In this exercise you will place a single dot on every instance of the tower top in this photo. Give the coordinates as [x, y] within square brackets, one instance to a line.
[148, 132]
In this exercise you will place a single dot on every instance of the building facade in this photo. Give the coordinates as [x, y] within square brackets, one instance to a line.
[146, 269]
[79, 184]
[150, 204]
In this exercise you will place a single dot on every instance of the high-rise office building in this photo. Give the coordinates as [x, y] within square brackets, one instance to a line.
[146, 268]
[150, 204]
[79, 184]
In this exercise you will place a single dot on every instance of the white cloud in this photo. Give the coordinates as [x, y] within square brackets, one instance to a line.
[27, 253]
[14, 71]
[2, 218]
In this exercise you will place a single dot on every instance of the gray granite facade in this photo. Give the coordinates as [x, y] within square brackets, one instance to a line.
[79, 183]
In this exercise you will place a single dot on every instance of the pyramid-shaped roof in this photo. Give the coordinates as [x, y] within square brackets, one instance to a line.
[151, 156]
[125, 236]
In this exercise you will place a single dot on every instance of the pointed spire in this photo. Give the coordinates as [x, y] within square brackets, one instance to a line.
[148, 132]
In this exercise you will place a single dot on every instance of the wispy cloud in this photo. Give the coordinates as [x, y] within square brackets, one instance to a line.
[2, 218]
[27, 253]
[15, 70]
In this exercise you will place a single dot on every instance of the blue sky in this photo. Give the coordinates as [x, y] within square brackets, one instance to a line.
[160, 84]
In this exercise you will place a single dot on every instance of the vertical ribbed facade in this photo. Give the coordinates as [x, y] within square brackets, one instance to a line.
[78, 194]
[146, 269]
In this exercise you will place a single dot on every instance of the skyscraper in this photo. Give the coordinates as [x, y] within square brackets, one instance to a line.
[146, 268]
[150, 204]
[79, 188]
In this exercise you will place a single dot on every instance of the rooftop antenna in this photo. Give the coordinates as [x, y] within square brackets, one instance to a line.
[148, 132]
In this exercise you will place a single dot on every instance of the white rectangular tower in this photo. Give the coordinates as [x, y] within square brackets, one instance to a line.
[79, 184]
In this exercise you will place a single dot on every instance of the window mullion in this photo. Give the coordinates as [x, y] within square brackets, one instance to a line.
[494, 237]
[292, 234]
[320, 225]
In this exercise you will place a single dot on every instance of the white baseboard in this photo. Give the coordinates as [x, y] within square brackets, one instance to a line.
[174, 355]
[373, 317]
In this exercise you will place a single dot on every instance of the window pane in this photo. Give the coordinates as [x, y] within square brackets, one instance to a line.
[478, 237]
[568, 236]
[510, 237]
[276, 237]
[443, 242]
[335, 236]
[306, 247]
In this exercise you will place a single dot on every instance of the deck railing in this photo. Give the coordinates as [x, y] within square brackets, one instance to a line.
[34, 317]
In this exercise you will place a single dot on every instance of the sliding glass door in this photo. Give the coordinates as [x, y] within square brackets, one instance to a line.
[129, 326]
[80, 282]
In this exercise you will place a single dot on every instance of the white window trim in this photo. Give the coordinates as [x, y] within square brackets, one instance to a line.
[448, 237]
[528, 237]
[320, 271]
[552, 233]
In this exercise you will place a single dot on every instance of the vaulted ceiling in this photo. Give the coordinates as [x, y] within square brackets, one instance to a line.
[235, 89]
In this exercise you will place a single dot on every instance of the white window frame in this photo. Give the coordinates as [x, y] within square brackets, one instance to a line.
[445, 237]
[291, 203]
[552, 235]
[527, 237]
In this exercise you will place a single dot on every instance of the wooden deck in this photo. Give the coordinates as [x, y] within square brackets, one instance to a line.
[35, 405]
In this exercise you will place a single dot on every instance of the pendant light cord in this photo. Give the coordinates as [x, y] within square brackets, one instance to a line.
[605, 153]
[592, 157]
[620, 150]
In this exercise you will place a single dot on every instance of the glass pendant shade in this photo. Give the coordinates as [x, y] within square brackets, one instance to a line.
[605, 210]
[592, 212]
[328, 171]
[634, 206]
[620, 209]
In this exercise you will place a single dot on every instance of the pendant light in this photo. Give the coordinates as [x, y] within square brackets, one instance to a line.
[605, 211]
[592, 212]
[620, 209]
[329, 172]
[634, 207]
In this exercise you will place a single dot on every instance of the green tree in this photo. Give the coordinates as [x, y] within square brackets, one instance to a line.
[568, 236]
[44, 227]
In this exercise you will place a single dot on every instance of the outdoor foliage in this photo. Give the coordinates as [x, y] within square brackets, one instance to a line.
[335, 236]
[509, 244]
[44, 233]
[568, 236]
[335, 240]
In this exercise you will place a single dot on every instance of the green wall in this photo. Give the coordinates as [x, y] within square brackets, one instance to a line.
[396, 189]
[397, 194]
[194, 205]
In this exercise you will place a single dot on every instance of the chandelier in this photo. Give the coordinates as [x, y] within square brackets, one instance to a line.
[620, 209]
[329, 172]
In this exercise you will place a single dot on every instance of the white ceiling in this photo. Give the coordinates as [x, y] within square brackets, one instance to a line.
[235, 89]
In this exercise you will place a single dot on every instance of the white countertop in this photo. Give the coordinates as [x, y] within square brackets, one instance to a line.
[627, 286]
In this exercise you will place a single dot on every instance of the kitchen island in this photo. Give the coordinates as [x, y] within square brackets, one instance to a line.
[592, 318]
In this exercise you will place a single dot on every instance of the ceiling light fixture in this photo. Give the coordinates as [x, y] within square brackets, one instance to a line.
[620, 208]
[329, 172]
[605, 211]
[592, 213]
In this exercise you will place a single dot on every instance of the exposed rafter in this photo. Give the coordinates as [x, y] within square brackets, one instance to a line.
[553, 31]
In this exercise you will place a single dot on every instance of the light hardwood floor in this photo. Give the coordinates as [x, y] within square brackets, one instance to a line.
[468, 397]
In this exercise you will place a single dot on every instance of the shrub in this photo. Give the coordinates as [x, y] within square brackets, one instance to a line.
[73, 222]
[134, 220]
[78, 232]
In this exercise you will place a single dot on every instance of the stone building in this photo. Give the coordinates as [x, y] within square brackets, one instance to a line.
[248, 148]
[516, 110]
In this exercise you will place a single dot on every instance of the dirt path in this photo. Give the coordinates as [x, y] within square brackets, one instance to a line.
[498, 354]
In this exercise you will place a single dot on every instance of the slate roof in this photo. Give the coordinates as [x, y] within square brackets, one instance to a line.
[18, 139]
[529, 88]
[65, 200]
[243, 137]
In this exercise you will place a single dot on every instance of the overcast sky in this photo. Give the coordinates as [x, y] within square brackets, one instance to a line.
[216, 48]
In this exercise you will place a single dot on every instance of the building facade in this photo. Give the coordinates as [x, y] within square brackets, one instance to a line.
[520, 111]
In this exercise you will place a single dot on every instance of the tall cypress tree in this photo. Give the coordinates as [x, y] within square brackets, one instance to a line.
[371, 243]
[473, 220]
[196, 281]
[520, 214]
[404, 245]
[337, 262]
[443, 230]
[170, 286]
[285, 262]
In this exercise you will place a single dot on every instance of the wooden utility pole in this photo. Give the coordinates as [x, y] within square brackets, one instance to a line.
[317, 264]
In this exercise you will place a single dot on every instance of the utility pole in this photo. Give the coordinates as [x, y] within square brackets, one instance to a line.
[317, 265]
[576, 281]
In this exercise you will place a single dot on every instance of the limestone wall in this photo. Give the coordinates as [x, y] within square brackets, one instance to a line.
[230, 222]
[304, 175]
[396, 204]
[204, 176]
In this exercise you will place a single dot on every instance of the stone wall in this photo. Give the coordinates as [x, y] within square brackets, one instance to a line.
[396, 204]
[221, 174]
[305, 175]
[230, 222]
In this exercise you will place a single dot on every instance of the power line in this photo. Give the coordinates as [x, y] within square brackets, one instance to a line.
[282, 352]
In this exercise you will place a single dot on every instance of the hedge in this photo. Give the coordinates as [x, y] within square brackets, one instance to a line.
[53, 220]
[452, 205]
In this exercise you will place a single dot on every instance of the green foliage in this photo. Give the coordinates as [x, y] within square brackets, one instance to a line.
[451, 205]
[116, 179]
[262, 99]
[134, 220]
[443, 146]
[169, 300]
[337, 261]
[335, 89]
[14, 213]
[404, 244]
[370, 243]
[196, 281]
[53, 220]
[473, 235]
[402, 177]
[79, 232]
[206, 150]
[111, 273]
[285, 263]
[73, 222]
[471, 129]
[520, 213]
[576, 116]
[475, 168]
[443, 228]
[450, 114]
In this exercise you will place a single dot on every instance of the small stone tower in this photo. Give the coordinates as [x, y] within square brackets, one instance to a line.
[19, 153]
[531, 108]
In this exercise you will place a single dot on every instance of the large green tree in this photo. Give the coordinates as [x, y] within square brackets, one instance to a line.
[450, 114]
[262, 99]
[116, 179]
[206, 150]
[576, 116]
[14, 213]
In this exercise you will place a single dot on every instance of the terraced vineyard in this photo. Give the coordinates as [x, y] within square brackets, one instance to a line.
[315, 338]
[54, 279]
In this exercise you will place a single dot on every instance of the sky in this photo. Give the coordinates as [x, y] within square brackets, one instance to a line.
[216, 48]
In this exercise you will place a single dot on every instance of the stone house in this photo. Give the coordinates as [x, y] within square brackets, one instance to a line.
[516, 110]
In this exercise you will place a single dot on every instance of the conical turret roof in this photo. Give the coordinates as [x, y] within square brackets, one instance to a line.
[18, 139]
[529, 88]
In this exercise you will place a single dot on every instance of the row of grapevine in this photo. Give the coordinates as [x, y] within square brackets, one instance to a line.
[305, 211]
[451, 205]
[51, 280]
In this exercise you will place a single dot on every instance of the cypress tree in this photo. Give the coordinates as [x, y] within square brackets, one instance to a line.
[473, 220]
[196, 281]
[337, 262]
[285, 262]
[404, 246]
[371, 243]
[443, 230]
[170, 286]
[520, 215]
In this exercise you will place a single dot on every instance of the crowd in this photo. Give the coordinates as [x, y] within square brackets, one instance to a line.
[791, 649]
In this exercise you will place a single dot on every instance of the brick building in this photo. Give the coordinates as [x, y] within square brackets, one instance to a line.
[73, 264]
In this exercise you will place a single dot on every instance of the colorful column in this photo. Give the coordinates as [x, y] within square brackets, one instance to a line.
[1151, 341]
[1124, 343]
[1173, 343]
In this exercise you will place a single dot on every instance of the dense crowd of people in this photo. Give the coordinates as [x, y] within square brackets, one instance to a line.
━━━━━━━━━━━━━━━━━━━━━━━━━━━━━━
Required work: Nothing outside the span should appear: transcribe the lines from the one containing "of the conical" through the last line of the records.

Answer to this task:
In this exercise you will place a single dot on every instance of the conical turret roof in this photo. Give the coordinates as [x, y] within square brackets, one instance to a line.
[18, 139]
[529, 88]
In this exercise you will place a single dot on every instance of the row of grapevine in this photo. Give the coordinates as [x, y] within square brackets, one instance to a line.
[305, 211]
[451, 205]
[51, 280]
In this exercise you will place a single dot on every instance of the cypress tree in this photo. Give the coordinates as [x, y] within square brackets, one instance to a line.
[473, 220]
[196, 281]
[337, 262]
[285, 262]
[404, 246]
[371, 243]
[443, 230]
[170, 286]
[520, 215]
In this exercise you will place a single dot on every instance of the crowd in this photo. Give the coordinates as [x, y] within square brackets, one instance to a line.
[791, 649]
In this exercise you will place a single dot on every instance of the brick building in this photo. Give the coordinates as [x, y] within square brackets, one instance to a line.
[73, 264]
In this exercise you will place a single dot on every instance of the colorful column in this photo. Give the coordinates as [x, y] within square brackets, one instance to a line.
[1151, 341]
[1124, 343]
[1173, 343]
In this exercise you will place a single dot on every instance of the dense crowd of people in this photo. Give the coordinates as [x, y] within square brackets, one instance to a line.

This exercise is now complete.